OBJECTIVE: Copy every entry below line for line, changing nothing.

RECORDED DATA:

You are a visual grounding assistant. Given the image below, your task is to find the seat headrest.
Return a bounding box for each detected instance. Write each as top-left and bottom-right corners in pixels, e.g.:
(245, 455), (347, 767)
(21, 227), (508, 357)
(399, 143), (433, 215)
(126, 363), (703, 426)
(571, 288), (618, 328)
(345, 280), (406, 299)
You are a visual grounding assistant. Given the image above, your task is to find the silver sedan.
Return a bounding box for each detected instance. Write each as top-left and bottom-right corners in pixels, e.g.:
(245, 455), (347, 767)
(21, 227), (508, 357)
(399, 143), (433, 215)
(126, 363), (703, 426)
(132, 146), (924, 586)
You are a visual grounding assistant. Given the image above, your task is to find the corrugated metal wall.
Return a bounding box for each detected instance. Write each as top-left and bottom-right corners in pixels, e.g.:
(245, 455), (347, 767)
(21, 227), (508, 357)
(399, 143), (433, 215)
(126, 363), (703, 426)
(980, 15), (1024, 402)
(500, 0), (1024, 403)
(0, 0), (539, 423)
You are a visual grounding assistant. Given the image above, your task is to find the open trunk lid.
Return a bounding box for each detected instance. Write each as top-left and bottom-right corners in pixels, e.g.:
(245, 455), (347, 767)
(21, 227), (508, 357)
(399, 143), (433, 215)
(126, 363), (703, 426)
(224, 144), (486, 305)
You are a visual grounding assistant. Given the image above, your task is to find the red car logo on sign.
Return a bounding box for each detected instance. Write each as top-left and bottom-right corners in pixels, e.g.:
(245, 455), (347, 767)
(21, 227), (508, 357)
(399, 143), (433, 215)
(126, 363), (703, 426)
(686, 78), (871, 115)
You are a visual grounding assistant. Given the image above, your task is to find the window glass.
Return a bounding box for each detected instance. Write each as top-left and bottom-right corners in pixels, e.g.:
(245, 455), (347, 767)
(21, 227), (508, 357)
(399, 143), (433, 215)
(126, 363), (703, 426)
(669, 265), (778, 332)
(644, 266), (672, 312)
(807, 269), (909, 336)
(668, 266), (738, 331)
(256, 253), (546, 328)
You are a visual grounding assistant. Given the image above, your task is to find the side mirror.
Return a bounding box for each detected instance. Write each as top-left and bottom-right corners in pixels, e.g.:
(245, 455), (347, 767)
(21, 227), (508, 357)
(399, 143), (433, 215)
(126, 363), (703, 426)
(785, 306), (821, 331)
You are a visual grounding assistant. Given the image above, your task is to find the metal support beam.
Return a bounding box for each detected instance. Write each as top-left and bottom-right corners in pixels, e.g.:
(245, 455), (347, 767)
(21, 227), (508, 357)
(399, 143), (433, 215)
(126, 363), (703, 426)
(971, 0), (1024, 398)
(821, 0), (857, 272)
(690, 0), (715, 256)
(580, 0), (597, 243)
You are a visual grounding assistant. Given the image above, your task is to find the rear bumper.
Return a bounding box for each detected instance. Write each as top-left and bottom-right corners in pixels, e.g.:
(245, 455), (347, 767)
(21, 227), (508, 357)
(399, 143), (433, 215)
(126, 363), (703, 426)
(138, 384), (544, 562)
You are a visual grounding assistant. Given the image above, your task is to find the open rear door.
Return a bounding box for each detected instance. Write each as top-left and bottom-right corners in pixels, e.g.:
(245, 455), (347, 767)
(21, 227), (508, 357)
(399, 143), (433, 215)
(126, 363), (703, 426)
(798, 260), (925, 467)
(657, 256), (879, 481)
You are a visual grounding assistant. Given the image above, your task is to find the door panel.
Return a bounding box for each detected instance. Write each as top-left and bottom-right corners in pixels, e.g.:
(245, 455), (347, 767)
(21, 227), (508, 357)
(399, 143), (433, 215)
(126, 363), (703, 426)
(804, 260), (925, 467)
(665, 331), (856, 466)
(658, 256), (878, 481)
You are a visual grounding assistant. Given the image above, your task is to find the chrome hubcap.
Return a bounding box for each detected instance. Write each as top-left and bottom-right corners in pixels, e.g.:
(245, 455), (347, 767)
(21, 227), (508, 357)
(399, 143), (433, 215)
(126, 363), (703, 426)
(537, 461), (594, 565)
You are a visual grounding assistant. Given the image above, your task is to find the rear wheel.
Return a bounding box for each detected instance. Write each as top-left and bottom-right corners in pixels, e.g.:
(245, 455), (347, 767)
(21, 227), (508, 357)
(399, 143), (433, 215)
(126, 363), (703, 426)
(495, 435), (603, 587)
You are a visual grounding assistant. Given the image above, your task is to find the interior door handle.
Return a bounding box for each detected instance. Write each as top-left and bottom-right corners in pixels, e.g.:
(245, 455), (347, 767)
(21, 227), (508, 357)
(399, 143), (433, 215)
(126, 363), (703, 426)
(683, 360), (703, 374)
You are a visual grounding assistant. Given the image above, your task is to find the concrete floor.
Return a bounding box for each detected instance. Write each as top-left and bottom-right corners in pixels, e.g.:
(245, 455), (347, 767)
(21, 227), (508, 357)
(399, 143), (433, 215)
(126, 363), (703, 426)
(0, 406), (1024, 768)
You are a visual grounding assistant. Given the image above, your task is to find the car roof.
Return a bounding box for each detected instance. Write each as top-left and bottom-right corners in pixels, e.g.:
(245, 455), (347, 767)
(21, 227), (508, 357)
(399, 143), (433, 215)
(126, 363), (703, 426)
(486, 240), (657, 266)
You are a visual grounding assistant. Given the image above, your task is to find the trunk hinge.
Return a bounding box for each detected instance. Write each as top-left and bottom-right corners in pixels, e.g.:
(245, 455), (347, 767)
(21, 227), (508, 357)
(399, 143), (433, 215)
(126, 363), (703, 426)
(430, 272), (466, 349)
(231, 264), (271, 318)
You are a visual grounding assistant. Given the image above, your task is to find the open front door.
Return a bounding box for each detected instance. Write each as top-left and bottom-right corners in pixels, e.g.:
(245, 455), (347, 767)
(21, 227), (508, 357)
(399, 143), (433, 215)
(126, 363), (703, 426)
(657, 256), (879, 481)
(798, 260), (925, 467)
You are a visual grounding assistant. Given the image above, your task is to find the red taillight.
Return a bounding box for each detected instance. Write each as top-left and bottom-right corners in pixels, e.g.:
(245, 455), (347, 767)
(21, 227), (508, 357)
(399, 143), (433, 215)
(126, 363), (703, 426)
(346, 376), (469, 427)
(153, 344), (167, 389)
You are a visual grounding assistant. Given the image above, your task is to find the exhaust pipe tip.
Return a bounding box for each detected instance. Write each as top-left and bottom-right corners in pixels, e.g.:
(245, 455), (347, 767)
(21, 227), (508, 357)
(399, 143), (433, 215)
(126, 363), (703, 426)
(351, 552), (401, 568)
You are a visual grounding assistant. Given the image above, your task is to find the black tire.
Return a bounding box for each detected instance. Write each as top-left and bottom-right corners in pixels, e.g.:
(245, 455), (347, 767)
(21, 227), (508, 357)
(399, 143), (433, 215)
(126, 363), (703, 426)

EXPECTED ANSWER:
You are a visual grounding assistant. Given the image below, your task is to find the seat headrest.
Return a bounding box for each detected instance. Write each as top-left and bottom-right corners in pixels, e.g.:
(245, 455), (347, 767)
(21, 227), (508, 357)
(399, 143), (433, 215)
(126, 363), (703, 426)
(571, 288), (618, 328)
(345, 280), (406, 299)
You are a visual grounding assistant. Given the image above, your task is to find the silver sedan.
Return a bounding box for each detected instance. Write each as top-left and bottom-right corners in pixels, e.g.:
(245, 455), (347, 767)
(21, 227), (508, 357)
(399, 143), (433, 215)
(126, 363), (703, 426)
(132, 146), (924, 586)
You are a visual grounding assistant. Given the image above, your task is to find the corrugated metal wall.
Return a bounding box for each detected instance. Write each as top-left and bottom-right corners in pixels, e.g.:
(245, 455), (347, 767)
(21, 227), (508, 357)
(399, 143), (433, 215)
(126, 363), (703, 426)
(980, 15), (1024, 402)
(500, 0), (1024, 403)
(0, 0), (539, 423)
You are a visual grounding assistant. Given the image above, your task is to find the open trunk lid.
Return a bounding box for each detected instance. Write each as top-left and bottom-right corners in pixels, e.g.:
(245, 455), (347, 767)
(21, 227), (508, 357)
(399, 143), (433, 215)
(126, 363), (703, 426)
(224, 144), (486, 305)
You are a visual grounding assistant. Given the image above, your task is to find the red car logo on sign.
Return a bounding box for each detected instance. Write each as top-left and bottom-right corners in pixels, e.g.:
(245, 455), (347, 767)
(21, 227), (508, 357)
(399, 143), (433, 215)
(126, 363), (703, 426)
(686, 78), (871, 115)
You are a visual grounding assistant. Given the image above, your task is to find the window glass.
Return a bounding box for each detected instance. Write each as top-left and bottom-right corners in pixels, e.g.:
(245, 455), (347, 767)
(21, 227), (508, 357)
(399, 143), (433, 215)
(126, 363), (703, 426)
(669, 265), (778, 332)
(644, 266), (672, 312)
(807, 269), (909, 336)
(668, 266), (738, 331)
(256, 253), (546, 328)
You are a visual grounding assistant. Given the image above, your task is to find the side mirror.
Return a bounding box for each detected instance. Write each as top-left and bottom-right corners in pixels, e.g.:
(245, 455), (347, 767)
(21, 227), (508, 357)
(399, 143), (433, 215)
(126, 363), (703, 426)
(785, 306), (821, 331)
You are a visual grounding assistant. Given the image above, your task is to find the metal support beam.
Return a bounding box for each detected instance. Write each as top-left and bottom-right corners in pixels, e.g.:
(245, 455), (347, 767)
(21, 227), (508, 357)
(399, 143), (433, 215)
(126, 363), (703, 426)
(971, 0), (1024, 398)
(821, 0), (857, 272)
(690, 0), (715, 256)
(580, 0), (597, 243)
You are a visual grounding assistant. Given the image above, your task is to find the rear bumper.
Return a bounding box for each detected instance. Write each as top-left and bottom-right corners in pixels, e.g.:
(245, 455), (347, 767)
(21, 227), (508, 357)
(399, 143), (433, 215)
(126, 363), (703, 426)
(138, 384), (544, 562)
You are a visual grounding assistant. Given the image above, your task is to find the open rear door.
Return a bounding box for each detected instance. Write each as top-left and bottom-right corners in pixels, e.g.:
(245, 455), (347, 767)
(21, 227), (508, 357)
(399, 143), (433, 215)
(126, 363), (703, 426)
(798, 260), (925, 467)
(657, 256), (879, 481)
You are a visual grounding assistant. Given the image above, your task is to find the door panel.
Return a bounding box for each detected instance. Write each as top-left and bottom-right corners in pixels, e.g.:
(245, 455), (347, 767)
(21, 227), (508, 357)
(399, 143), (433, 215)
(126, 363), (703, 426)
(804, 260), (925, 467)
(665, 331), (856, 466)
(658, 256), (878, 481)
You are a visual grounding assistant. Given the image above, your task is to find the chrome hubcap.
Return a bounding box for each detected instance. Write each as top-left and bottom-right corners in pixels, e.g.:
(245, 455), (347, 767)
(21, 227), (508, 357)
(399, 143), (433, 215)
(126, 363), (703, 426)
(537, 461), (594, 565)
You are a visual grounding assistant. Given the image above, your task is to find the rear wheel.
Return a bounding box for each detected instance. Write each as top-left and bottom-right corners in pixels, e.g.:
(245, 455), (347, 767)
(21, 227), (508, 357)
(399, 143), (433, 215)
(126, 363), (703, 426)
(495, 435), (603, 587)
You are a visual grounding assistant. Given the image above, your task is to find the interior door handle.
Return a bounding box for each detected instance. Write each as top-left and bottom-right corners in pixels, e.g.:
(245, 455), (347, 767)
(21, 227), (508, 357)
(399, 143), (433, 215)
(126, 363), (703, 426)
(683, 360), (703, 374)
You are a visual grounding assistant. Given the image above, your task is to find the concrete floor.
Return a bounding box for each detected instance. Write each as top-left and bottom-right corners in pixels, e.g.:
(245, 455), (347, 767)
(21, 227), (508, 357)
(399, 143), (433, 215)
(126, 363), (703, 426)
(0, 406), (1024, 768)
You are a visual grounding assistant. Given the image above, your task is to find the car roof.
Return a bounding box for each detected instance. Write each as top-left and bottom-right corners in pixels, e.g.:
(245, 455), (347, 767)
(21, 227), (508, 357)
(399, 143), (433, 215)
(126, 363), (703, 426)
(486, 240), (657, 266)
You are a visual grounding assistant. Given the image above, your task is to find the trunk hinge.
Return a bounding box for each detected instance. Write each as top-left and bottom-right corners in pixels, e.g.:
(245, 455), (347, 767)
(21, 227), (508, 357)
(399, 143), (433, 215)
(126, 363), (703, 426)
(430, 272), (466, 349)
(231, 264), (271, 318)
You are a visual grounding assistant. Given the image above, your task is to find the open front door.
Return a bounding box for each detected instance. Write each as top-left and bottom-right corners in pixels, e.g.:
(245, 455), (347, 767)
(21, 227), (508, 357)
(399, 143), (433, 215)
(126, 363), (703, 426)
(657, 256), (879, 481)
(798, 260), (925, 467)
You are a visual grounding assistant. Given the image above, your task is to find the red taillight.
Return a bounding box for each detected instance. Write each as top-left and bottom-right corners in pixels, e.g.:
(245, 455), (347, 767)
(21, 227), (508, 357)
(399, 143), (433, 215)
(126, 363), (703, 426)
(346, 376), (469, 427)
(153, 344), (167, 389)
You are a visual grounding assistant. Given the image above, your task is to find the exhaust pipe tip.
Return a bounding box for each detected instance. Write each as top-left and bottom-right corners in pixels, e.g.:
(245, 455), (347, 767)
(21, 227), (508, 357)
(399, 143), (433, 215)
(126, 363), (703, 426)
(351, 552), (401, 568)
You are a visual grounding assistant. Given the image above, your task is to find the black tire.
Return a bounding box for each detected instance. Write each as top-left and bottom-right corners in pixels, e.g.:
(245, 455), (347, 767)
(21, 227), (508, 357)
(399, 143), (433, 215)
(126, 363), (703, 426)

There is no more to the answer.